The prose does wonderfully with this dire over-heating, and
it is still doing it near the end, e.g. in Gervaise’s fascinated participation
in Coupeau’s death:
Seeing the doctors laying their hands on her
husband’s body, Gervaise wanted to touch him too. She went up timidly, put her
hand on his shoulder, and kept it there a minute. Good God, whatever was going
on inside there? The dance seemed to be going on right down deep in his flesh,
the very bones must be jerking about. From some remote source tremors and waves
were flowing along under the skin like a river. When she pressed a little
harder she could sense, as it were, cries of pain coming from the very marrow
of his bones. All you could see with the naked eye was wavelets hollowing out
tiny dimples, as on a whirlpool, but beneath there must be frightful commotion.
What a sinister job was going on down there, like a mole boring away! Old
Colombe’s poison was wielding the pickaxe on that job. The whole body was
soaked in it, so what the hell – the job had to be finished, crumbling Coupeau
away in a general, non-stop shaking of his whole carcase.

YOUR GOAL :: Reproduce the passage on Coupeau's death above, word for word, from "The prose does" down to "be frightful commotion.".

INFORMATION PROVIDED ::
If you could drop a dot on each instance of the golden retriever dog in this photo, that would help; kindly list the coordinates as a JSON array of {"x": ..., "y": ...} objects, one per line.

COMPLETE ANSWER ::
The prose does wonderfully with this dire over-heating, and
it is still doing it near the end, e.g. in Gervaise’s fascinated participation
in Coupeau’s death:
Seeing the doctors laying their hands on her
husband’s body, Gervaise wanted to touch him too. She went up timidly, put her
hand on his shoulder, and kept it there a minute. Good God, whatever was going
on inside there? The dance seemed to be going on right down deep in his flesh,
the very bones must be jerking about. From some remote source tremors and waves
were flowing along under the skin like a river. When she pressed a little
harder she could sense, as it were, cries of pain coming from the very marrow
of his bones. All you could see with the naked eye was wavelets hollowing out
tiny dimples, as on a whirlpool, but beneath there must be frightful commotion.